Location labeling lines

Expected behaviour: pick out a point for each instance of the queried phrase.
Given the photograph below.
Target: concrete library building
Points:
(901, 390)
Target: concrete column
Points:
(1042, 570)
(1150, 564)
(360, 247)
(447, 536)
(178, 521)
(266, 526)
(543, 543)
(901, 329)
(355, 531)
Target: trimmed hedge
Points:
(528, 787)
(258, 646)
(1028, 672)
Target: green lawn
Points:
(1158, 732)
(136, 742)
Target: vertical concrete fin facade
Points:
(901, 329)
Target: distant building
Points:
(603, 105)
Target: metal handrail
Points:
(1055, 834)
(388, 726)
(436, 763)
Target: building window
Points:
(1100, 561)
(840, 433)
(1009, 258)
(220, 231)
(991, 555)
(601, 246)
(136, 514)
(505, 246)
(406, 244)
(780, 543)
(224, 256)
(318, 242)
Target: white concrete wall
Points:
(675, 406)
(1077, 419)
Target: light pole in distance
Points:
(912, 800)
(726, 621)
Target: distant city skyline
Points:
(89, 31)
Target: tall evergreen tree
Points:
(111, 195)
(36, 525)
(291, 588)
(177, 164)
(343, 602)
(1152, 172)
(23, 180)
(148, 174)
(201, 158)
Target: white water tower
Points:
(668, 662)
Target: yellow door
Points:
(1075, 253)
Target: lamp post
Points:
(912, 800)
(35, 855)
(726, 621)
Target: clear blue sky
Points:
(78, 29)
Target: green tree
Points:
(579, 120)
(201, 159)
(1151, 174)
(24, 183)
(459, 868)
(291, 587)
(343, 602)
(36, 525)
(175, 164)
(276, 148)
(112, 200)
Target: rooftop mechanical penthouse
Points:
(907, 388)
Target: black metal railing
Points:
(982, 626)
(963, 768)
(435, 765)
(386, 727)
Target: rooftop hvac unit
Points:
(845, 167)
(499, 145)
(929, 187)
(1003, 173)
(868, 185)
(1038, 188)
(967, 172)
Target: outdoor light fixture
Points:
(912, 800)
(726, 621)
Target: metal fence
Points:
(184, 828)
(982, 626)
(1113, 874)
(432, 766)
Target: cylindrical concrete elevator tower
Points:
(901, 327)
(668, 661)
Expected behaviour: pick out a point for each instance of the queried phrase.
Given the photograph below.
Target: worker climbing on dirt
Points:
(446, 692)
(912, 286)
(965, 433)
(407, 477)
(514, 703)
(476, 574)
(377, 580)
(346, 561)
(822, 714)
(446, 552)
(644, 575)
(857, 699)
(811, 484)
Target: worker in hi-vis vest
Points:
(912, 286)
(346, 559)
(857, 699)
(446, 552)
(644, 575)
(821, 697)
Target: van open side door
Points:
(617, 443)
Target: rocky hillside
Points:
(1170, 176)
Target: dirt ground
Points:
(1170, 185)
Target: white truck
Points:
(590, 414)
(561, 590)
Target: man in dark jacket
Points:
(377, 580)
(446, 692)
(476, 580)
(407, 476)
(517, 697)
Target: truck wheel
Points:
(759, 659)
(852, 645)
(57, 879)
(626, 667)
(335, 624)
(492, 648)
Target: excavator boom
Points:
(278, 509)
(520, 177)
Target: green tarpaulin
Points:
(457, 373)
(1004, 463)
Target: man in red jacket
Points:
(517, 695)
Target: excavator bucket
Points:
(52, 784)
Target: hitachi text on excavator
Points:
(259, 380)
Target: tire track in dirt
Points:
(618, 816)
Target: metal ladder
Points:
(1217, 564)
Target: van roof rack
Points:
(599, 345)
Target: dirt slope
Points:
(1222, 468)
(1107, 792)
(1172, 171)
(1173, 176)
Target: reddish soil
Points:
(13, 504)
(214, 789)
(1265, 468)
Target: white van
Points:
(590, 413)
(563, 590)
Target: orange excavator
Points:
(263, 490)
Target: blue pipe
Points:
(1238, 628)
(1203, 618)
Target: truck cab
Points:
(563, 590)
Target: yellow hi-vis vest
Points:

• [Directive]: Write out all of the lines above word for word, with no changes.

• [Full output]:
Expected behaviour: pick out a point for each instance of the queried phrase.
Given the photograph below.
Target: concrete library building
Points:
(901, 390)
Target: concrete column
Points:
(1042, 570)
(1150, 564)
(360, 247)
(447, 536)
(178, 521)
(266, 526)
(543, 543)
(901, 329)
(355, 531)
Target: trimmed hedge
Points:
(528, 787)
(258, 646)
(1028, 672)
Target: green lawn
Points:
(1158, 732)
(136, 742)
Target: vertical concrete fin facade
Points:
(901, 329)
Target: distant building
Points:
(603, 105)
Target: metal handrail
Points:
(1055, 834)
(388, 726)
(436, 763)
Target: building window
Points:
(1100, 561)
(840, 433)
(1009, 258)
(220, 231)
(991, 555)
(601, 246)
(136, 514)
(505, 246)
(406, 244)
(780, 543)
(224, 256)
(318, 242)
Target: white concrete wall
Points:
(675, 406)
(1077, 419)
Target: light pole in distance
Points:
(912, 800)
(726, 621)
Target: distant city skyline
Points:
(89, 31)
Target: tall evergreen tree
Points:
(111, 195)
(36, 525)
(291, 588)
(177, 164)
(343, 602)
(1152, 172)
(23, 180)
(148, 174)
(201, 158)
Target: white water tower
Points:
(668, 662)
Target: yellow door
Points:
(1075, 253)
Target: lamp post
Points:
(912, 800)
(35, 855)
(726, 621)
Target: clear blue sky
Points:
(78, 29)
Target: green tree
Points:
(579, 120)
(201, 159)
(1151, 174)
(24, 183)
(459, 868)
(291, 587)
(343, 602)
(36, 525)
(175, 164)
(276, 148)
(112, 200)
Target: rooftop mechanical penthouse
Points:
(907, 388)
Target: black metal railing
Points:
(982, 626)
(963, 768)
(435, 765)
(386, 727)
Target: rooftop hvac unit
Points:
(845, 167)
(499, 145)
(929, 187)
(1003, 173)
(868, 185)
(1038, 188)
(967, 172)
Target: outdoor light fixture
Points:
(912, 800)
(726, 621)
Target: metal fence
Points:
(184, 828)
(982, 626)
(1113, 874)
(432, 766)
Target: cylindrical concrete elevator tower
Points:
(901, 327)
(668, 661)
Expected behaviour: pick out a point for each instance of the queried phrase.
Given the photograph below.
Target: worker climbing on dirt
Points:
(446, 692)
(912, 286)
(965, 433)
(407, 477)
(514, 703)
(476, 574)
(377, 580)
(346, 561)
(822, 714)
(446, 552)
(644, 575)
(857, 699)
(811, 484)
Target: worker in hi-vis vest
Points:
(912, 286)
(346, 559)
(857, 699)
(446, 552)
(644, 575)
(821, 697)
Target: van open side door
Points:
(617, 443)
Target: rocky hillside
Points:
(1170, 176)
Target: dirt ground
Points:
(1170, 185)
Target: white truck
Points:
(590, 414)
(561, 590)
Target: man in dark jacket
Points:
(377, 580)
(446, 692)
(476, 580)
(407, 476)
(517, 697)
Target: truck wheel
Points:
(759, 659)
(852, 645)
(57, 879)
(626, 667)
(335, 624)
(492, 648)
Target: excavator boom
Points:
(278, 509)
(520, 177)
Target: green tarpaulin
Points:
(457, 373)
(1004, 463)
Target: man in red jacket
Points:
(517, 695)
Target: excavator bucket
Points:
(52, 784)
Target: hitachi text on excavator
Points:
(259, 380)
Target: tire track in dirt
Points:
(618, 816)
Target: metal ladder
Points:
(1217, 564)
Target: van roof rack
Points:
(599, 345)
Target: dirt slope
Points:
(1222, 468)
(1107, 792)
(1172, 171)
(1173, 176)
Target: reddish soil
Points:
(13, 504)
(214, 789)
(1265, 468)
Target: white van
Points:
(590, 413)
(563, 590)
Target: orange excavator
Points:
(263, 490)
Target: blue pipe
Points:
(1238, 628)
(1203, 618)
Target: truck cab
Points:
(563, 590)
Target: yellow hi-vis vest
Points:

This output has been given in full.